◆ TEXT EXCERPT ◆
I just got a Cateye ED400 and like it so far. I'm still trying to learn how to set the odometer reading because it does reset after battery change. I thought this could be done manually. Nothing about this in the instructions. I've put in a support request with Cateye. It would be a bummer if I always lose odometer reading after a battery swap.


----------



## design-engine (Aug 12, 2012)

do bikers use GPS mapping and stuff like auto or motorcycle racers? Ive seen folks use their iphone. I wonder if that's what they are using?


----------



## DennisF (Nov 4, 2011)

design-engine said:


> do bikers use GPS mapping and stuff like auto or motorcycle racers? Ive seen folks use their iphone. I wonder if that's what they are using?


They sure do, big time. Check out strava.com


----------



## DennisF (Nov 4, 2011)

Here are instructions for setting the Odometer in the Enduro 8, which is apparently an older model that what they are selling now.

Cateye Enduro 8 odometer setting - ADVrider


----------



## Irish Stout (Aug 7, 2012)

^ Thanks, I'll give that a try. The only difference I can see is my unit does not have a start/stop button because it is auto start. I have to believe it is possible. After all it's supposed to be just an updated version of the Enduro 8.


----------



## design-engine (Aug 12, 2012)

strava.com Ohhhooo I want


----------



## Irish Stout (Aug 7, 2012)

◆ RECORDS SHOWN ◆
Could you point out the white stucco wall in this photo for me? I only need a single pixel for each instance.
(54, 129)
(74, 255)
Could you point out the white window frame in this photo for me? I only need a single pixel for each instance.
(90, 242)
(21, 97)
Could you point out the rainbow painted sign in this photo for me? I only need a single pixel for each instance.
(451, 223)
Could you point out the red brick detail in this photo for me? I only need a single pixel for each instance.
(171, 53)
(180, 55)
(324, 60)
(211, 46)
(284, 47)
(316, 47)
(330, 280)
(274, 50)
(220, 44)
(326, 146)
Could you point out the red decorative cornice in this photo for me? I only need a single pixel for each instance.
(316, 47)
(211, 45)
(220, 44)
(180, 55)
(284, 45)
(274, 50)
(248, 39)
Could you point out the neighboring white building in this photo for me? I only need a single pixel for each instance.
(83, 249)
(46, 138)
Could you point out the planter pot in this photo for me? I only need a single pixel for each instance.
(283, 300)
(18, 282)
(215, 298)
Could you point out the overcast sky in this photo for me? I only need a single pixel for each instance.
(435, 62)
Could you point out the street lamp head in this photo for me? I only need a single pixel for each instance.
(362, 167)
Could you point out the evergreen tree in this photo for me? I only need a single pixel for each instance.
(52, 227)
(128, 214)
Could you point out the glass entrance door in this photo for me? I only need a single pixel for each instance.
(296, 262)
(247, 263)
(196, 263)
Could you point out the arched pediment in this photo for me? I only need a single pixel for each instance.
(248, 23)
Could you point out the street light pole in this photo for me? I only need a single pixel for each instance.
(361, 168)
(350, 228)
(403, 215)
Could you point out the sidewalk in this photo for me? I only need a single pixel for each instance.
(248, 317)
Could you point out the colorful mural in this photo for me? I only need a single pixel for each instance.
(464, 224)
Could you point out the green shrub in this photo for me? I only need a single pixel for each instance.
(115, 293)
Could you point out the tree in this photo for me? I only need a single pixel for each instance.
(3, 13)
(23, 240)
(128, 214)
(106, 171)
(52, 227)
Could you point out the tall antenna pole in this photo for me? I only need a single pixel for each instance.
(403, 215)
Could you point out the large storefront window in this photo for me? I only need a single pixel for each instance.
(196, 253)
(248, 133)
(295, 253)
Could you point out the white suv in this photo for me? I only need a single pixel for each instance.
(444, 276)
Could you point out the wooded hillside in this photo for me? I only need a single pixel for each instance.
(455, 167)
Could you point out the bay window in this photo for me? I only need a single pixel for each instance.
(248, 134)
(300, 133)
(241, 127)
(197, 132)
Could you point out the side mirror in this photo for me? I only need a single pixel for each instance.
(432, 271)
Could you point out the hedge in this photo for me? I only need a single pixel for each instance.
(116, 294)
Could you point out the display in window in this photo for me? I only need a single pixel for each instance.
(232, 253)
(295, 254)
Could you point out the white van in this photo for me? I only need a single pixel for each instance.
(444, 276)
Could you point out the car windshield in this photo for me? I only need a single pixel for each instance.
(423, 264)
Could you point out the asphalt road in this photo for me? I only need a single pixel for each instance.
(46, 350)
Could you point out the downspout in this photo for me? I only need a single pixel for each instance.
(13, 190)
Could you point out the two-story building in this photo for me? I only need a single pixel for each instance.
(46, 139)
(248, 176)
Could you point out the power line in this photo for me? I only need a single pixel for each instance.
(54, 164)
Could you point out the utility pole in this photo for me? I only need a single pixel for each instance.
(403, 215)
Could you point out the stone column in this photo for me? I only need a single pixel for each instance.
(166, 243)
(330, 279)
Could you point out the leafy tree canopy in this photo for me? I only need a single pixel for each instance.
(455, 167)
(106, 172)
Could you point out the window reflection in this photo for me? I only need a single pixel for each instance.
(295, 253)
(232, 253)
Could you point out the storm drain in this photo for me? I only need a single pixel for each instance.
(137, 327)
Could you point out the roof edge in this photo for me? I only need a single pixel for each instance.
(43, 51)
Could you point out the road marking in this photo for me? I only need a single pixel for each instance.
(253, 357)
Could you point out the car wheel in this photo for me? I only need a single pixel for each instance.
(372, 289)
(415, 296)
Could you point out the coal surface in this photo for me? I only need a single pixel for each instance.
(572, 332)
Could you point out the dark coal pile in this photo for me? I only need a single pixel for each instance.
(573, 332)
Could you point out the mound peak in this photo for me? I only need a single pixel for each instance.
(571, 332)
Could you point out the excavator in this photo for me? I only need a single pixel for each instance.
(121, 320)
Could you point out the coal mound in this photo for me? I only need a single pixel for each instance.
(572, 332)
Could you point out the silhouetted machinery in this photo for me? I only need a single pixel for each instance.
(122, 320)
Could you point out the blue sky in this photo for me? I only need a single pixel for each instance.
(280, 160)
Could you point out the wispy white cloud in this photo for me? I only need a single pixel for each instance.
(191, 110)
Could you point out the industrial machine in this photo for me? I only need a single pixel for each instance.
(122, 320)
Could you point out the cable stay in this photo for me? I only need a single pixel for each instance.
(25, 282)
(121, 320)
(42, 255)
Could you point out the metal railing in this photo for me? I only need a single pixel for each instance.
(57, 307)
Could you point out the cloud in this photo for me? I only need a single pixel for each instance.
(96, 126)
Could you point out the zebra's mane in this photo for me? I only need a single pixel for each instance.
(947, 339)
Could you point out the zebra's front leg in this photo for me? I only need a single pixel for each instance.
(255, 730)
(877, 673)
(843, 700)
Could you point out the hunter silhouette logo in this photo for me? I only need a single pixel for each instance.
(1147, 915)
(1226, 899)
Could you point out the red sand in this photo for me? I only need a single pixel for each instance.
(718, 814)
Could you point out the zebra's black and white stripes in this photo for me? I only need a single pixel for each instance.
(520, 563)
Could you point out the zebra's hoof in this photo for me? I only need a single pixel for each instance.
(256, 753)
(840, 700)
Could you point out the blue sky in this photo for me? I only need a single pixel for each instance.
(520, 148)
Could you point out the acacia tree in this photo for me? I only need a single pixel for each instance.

◆ SET PROBLEM 1 ◆
Reproduce the passage of the Cateye odometer thread from "Cateye Enduro 8" to "the Enduro 8.".
◆ SET PROBLEM 2 ◆
List each distinct username that appears next to a date in the Cateye odometer thread.

◆ WRITTEN RESPONSE 1 ◆
Cateye Enduro 8 odometer setting - ADVrider


----------



## Irish Stout (Aug 7, 2012)

^ Thanks, I'll give that a try. The only difference I can see is my unit does not have a start/stop button because it is auto start. I have to believe it is possible. After all it's supposed to be just an updated version of the Enduro 8.

◆ WRITTEN RESPONSE 2 ◆
design-engine, DennisF, Irish Stout